### Your objective
Count the lines in the records below that contain the string "building". Reply with only that number.
##### Extracted material
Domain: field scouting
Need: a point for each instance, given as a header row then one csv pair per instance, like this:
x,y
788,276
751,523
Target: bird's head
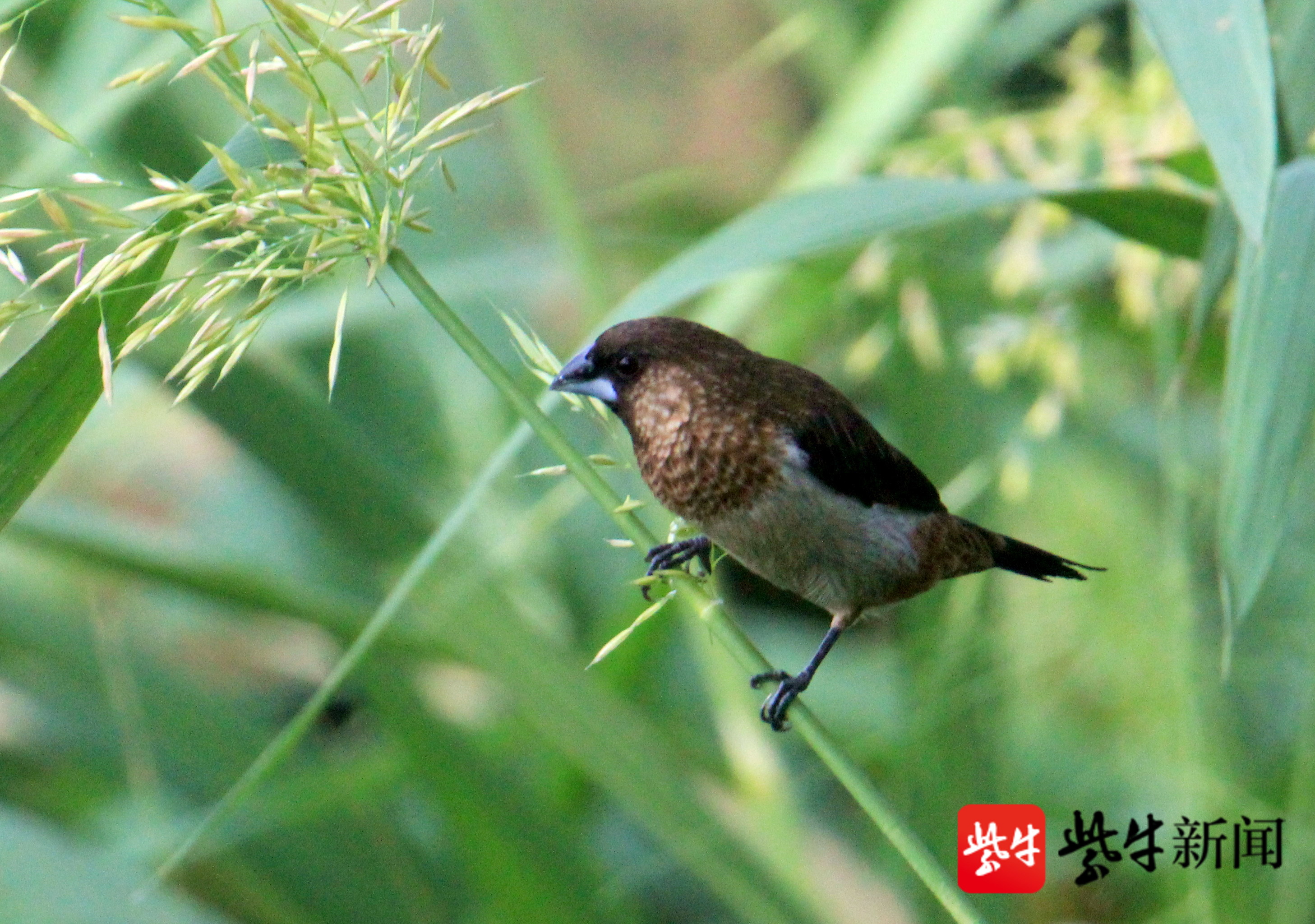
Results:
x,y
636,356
##########
##### Extracted material
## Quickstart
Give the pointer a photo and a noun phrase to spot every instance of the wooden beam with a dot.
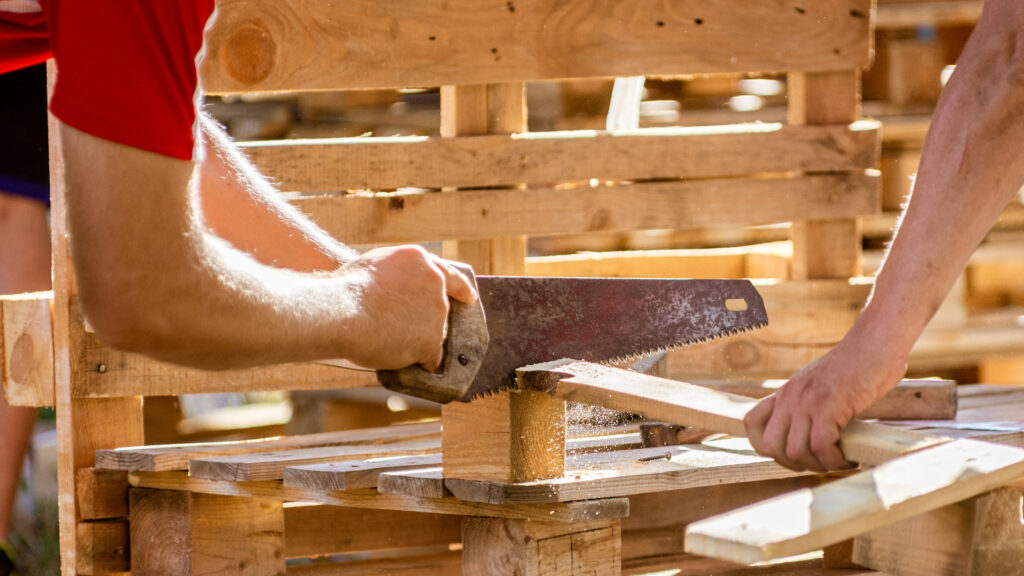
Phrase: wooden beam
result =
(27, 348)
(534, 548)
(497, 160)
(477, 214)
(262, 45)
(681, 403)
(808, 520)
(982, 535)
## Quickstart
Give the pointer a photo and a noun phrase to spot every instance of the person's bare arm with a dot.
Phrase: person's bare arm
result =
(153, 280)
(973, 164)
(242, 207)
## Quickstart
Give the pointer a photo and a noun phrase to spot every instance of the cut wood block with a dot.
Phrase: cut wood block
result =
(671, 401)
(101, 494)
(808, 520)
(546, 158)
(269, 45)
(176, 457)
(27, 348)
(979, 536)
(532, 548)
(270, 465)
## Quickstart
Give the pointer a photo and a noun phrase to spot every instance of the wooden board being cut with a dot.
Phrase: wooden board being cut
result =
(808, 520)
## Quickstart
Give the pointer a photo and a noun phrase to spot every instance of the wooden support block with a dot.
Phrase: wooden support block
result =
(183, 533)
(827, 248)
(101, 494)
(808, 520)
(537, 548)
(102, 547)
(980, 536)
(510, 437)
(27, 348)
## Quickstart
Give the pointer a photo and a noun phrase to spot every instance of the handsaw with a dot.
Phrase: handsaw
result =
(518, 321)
##########
##### Extracted material
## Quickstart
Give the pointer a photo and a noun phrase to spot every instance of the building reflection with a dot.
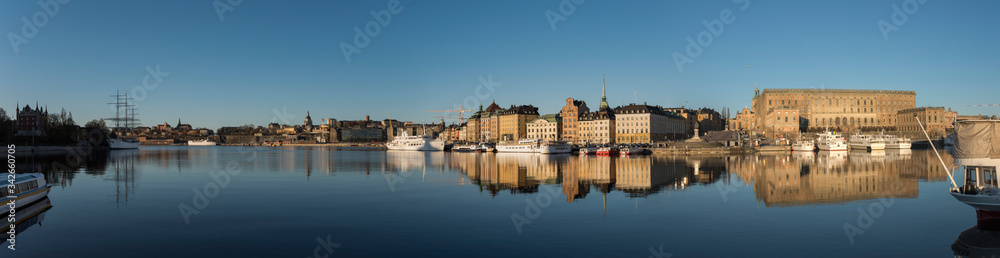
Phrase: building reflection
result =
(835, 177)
##########
### Final result
2